WORK INSTRUCTIONS -
1. In the text on Inco's mining operations, what share of the world's known nickel reserves does New Caledonia hold?
2. Continue the text on Inco's mining operations, starting after its last sentence.

SOURCE PASSAGE -
——

47% of Inco’s contract-of-work area in Indonesia is located in protected forest reserves. Though Indonesia’s Forestry Act 41 bans open-pit mining in protected forests, the Indonesian government backed down to multinational mining companies, including PT Inco, after they threatened international arbitration if the ban was enforced. New Caledonia, an archipelago east of Australia with 30% of the world’s known nickel reserves, has also attracted Inco’s attention. In the year 2000, the people of New Caledonia launched a campaign to have their coral reef system included on the UNESCO World Heritage list. Meanwhile, Inco is going ahead with plans to develop a huge mine in the Goro area and dump the tailings underwater. The mine waste will flow into a coral lagoon.

How will Newfoundland fare in our dealings with this intensely competitive and battle-hardened company, with its legions of clever lawyers? We know almost nothing concrete about the deal our government signed, as it has been deemed confidential business information. The first phase of the mining operation will be an open pit. Concerns have been raised about fine, heavy-metal dust being carried from the site far over the open landscape by the wind. Shipping from coastal Labrador in the winter could also be problematic, both for transport ships as well as the coastal people who use the ice as a transportation route and hunting territory.

Inco’s Web site states that a hydrometallurgical (hydromet) processing demonstration plant at Argentia will be ready in 2006, when the mill in Voisey’s Bay starts producing concentrate. We are told that the hydromet process is safer and cleaner than smelting technologies, though the process remains untested.

The Web site goes on to say that a commercial hydromet processing plant will be commissioned at Argentia in late 2011, unless Inco is unable, for “technical or economic reasons”, to build it, in which case they will build a conventional refinery, (their original preference), which poses a whole range of other environmental concerns. On the subjects of environment and health, the Web site of Inco’s subsidiary, Voisey’s Bay Nickel, guarantees that it will apply “appropriate” pollution prevention principles and environmental and health and safety risk management practices. It states that it will comply with existing environmental legislation, but in the absence of legislation, will apply “cost-effective best management practices.” Unfortunately, but not surprisingly, there is such an absence in many areas.

——

PROVIDED DATA -
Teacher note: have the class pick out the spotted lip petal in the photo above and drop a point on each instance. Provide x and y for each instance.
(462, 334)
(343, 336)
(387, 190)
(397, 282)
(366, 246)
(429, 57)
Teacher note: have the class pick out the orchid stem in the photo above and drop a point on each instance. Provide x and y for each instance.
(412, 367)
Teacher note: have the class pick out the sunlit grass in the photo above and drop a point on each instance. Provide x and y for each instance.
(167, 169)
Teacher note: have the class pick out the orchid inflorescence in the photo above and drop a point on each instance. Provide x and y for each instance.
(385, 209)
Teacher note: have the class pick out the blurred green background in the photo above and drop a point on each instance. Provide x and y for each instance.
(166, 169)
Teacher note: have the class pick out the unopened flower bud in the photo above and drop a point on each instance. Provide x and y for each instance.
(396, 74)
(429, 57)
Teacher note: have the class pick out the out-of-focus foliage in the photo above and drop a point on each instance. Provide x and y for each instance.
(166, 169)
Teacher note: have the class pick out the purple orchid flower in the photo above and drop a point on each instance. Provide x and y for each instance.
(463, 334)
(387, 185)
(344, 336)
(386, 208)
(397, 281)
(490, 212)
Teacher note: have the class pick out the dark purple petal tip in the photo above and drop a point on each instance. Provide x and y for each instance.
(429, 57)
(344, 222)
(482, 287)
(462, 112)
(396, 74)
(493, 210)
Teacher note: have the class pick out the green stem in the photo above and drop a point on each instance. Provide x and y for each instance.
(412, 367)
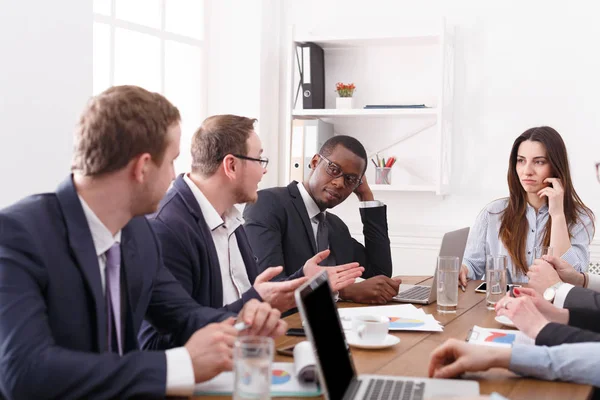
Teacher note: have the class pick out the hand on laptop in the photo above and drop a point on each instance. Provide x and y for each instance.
(340, 276)
(376, 290)
(455, 357)
(279, 295)
(530, 312)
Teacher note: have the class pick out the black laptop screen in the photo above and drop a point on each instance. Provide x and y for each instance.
(329, 340)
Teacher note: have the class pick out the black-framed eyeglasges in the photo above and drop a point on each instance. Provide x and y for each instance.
(264, 161)
(335, 171)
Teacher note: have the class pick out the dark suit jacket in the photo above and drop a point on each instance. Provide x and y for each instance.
(52, 307)
(584, 320)
(189, 252)
(280, 233)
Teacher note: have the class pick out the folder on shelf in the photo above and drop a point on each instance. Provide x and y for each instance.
(297, 151)
(377, 106)
(312, 73)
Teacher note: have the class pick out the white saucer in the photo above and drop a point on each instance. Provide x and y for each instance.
(354, 341)
(504, 320)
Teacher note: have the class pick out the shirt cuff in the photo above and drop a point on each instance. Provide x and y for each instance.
(570, 256)
(594, 282)
(525, 359)
(180, 372)
(370, 204)
(561, 294)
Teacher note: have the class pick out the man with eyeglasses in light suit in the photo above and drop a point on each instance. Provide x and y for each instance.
(200, 229)
(287, 225)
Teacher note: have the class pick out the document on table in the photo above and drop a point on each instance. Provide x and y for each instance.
(497, 337)
(288, 379)
(404, 317)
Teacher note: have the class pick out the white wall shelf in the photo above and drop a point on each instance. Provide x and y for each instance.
(360, 112)
(403, 64)
(403, 188)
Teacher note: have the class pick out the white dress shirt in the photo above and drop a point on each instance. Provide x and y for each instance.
(233, 270)
(483, 240)
(564, 289)
(180, 372)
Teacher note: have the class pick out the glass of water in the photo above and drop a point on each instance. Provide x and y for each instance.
(495, 280)
(252, 362)
(447, 284)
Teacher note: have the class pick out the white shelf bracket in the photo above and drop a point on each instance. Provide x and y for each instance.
(404, 138)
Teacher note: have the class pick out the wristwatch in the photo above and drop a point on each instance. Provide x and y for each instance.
(550, 293)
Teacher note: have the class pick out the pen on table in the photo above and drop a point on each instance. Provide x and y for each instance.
(240, 326)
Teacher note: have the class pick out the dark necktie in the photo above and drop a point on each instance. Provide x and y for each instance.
(113, 297)
(322, 236)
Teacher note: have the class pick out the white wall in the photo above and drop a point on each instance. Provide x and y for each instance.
(243, 66)
(518, 65)
(45, 80)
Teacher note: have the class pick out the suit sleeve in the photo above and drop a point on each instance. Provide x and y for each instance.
(173, 311)
(264, 227)
(376, 254)
(32, 365)
(554, 334)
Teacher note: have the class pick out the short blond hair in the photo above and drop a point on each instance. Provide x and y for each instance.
(119, 124)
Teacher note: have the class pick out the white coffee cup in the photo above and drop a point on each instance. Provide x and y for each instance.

——

PER-TASK OUTPUTS -
1. 30%

2.
The breezy statement that an Environmental Impact Assessment will be done before the construction of the commercial plant in 2011 glosses over the fact that the demo plant, which will have already been in operation for 5 years by 2011, will not be assessed.

Listen to the villagers of Sulawesi, the hill-farmers of Guatemala, the hungry pensioners in Sudbury, and the sick kids in Port Colborne. They know how Inco does business. Inco’s policy over the years has been to make a mess, deny responsibility if possible, fight charges in court if not and as a last resort, pay a pittance in fines as a cost of doing business. There is no reason to expect special treatment for Newfoundland and Labrador.

Inco will only do what it is forced to do by legislation and by public opinion that is wide-spread enough to affect its share prices. If we want an Environmental Impact Assessment for the hydromet demo project we will have to demand it. If we want the best in environmental protection for our lands and safe working conditions for our people we will have to insist on them. If we want Inco to pay a fair share of corporate taxes and royalties on the resources they use we will have to make it clear that we will accept no less.

Inco has the expertise and experience, and the money, to do things right.Our government has the responsibility to protect public health and the environment. But it is ultimately up to us to make sure that these things happen.